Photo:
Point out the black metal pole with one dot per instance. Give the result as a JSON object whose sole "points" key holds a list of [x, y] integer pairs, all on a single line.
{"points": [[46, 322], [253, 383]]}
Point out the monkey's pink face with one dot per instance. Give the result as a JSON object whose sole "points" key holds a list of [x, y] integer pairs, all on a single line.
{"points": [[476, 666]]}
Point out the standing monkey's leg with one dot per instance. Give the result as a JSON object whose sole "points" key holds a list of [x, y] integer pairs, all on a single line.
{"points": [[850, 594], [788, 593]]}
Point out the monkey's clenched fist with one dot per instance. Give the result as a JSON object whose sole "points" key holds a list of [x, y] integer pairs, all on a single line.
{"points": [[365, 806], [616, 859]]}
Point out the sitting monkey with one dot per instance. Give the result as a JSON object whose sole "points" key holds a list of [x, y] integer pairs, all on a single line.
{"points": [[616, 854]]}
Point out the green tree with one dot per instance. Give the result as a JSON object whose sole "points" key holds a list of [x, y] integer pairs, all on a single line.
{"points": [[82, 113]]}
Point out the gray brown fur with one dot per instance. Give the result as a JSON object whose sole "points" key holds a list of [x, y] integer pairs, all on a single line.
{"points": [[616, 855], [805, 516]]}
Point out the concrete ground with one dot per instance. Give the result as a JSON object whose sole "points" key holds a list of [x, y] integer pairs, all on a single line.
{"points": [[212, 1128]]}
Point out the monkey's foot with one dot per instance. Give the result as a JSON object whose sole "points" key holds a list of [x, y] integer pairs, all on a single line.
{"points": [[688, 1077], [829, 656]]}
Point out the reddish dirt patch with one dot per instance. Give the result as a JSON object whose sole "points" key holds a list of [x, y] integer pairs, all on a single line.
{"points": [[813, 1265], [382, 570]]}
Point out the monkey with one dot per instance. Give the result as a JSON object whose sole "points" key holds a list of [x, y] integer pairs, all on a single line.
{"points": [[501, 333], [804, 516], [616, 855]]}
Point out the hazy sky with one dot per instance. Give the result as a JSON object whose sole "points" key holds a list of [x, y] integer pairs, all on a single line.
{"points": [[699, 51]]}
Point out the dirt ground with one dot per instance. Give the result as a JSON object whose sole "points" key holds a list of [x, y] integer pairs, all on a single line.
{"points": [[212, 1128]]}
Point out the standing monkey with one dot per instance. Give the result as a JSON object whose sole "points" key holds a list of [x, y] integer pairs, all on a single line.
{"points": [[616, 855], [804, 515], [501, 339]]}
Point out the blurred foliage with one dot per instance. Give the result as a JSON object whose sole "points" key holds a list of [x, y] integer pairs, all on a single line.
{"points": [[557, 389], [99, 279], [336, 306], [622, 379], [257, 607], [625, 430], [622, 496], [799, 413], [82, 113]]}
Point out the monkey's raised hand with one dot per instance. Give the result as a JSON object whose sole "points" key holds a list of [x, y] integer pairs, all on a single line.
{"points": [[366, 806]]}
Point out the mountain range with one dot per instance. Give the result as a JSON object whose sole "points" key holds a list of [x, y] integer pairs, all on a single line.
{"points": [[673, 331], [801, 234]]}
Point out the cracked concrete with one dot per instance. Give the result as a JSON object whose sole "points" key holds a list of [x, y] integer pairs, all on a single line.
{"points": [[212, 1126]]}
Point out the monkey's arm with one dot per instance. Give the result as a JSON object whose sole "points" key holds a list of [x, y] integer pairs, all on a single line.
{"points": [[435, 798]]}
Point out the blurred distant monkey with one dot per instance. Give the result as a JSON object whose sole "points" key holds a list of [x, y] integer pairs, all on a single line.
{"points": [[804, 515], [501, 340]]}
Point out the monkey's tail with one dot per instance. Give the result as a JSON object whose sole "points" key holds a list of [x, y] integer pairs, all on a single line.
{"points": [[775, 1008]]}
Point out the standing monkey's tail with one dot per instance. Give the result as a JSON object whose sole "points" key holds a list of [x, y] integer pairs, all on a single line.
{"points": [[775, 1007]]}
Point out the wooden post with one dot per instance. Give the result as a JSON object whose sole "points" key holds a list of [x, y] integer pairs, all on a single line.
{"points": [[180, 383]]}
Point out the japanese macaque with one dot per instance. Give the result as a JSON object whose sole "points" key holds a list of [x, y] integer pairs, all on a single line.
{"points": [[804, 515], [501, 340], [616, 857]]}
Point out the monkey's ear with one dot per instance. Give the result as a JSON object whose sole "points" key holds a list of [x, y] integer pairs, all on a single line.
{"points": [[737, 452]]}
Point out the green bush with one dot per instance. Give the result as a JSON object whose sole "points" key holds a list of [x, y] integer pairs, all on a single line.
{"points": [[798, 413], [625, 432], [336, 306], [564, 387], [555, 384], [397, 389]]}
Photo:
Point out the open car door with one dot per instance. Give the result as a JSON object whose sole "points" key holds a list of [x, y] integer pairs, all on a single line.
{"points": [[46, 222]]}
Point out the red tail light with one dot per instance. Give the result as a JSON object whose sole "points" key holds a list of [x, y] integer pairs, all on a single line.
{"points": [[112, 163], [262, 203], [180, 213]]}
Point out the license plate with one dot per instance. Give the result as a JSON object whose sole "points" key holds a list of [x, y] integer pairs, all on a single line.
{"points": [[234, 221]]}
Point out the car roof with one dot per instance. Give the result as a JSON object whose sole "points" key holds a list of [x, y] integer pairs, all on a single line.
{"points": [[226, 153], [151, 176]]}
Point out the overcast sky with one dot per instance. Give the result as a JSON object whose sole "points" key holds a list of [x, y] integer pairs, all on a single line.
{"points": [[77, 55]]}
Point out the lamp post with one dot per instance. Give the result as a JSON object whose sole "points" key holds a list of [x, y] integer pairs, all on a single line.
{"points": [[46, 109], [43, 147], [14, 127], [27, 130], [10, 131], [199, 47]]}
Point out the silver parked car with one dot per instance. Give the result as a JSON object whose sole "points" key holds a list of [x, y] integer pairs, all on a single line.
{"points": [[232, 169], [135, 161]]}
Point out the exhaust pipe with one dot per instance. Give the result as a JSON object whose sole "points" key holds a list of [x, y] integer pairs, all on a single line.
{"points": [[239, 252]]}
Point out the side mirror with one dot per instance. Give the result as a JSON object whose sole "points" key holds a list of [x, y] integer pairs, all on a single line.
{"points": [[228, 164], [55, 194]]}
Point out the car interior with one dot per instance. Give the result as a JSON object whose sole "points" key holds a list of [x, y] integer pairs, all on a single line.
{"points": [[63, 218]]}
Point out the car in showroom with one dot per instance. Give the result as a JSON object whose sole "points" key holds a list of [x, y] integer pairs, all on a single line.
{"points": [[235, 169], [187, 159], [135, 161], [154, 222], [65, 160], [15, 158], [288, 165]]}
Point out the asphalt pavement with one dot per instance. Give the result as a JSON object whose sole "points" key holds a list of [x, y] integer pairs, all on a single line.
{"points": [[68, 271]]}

- [Aim] Put every line of the entries, starting at the line that contains "Point out the side" and ending at the final line of the entries, into a JSON list of strings, one string per line and with blank lines left out.

- [Written answer]
[
  "Point out the side mirror with one dot per instance. Give the result as a JSON object whose sole \"points\" key holds a list of [x, y] integer pairs, all on a single line.",
  "{\"points\": [[228, 164], [55, 194]]}",
  "Point out the car interior with one dot per instance. Give the result as a JSON object whose sole \"points\" key holds a list of [x, y] integer pairs, all on a single line.",
  "{\"points\": [[63, 218]]}",
  "Point out the car in showroom with one dot per instance. Give the result as a JSON object whose sole \"points\" key holds a list of [x, y] integer pairs, all on a single line.",
  "{\"points\": [[235, 169], [187, 159], [135, 161], [154, 222], [65, 160], [15, 158], [288, 165]]}",
  "Point out the asphalt pavement with one dot per instance. Give the result as a JSON object whose sole \"points\" key holds a list of [x, y] integer pairs, all on a single line.",
  "{\"points\": [[68, 271]]}"
]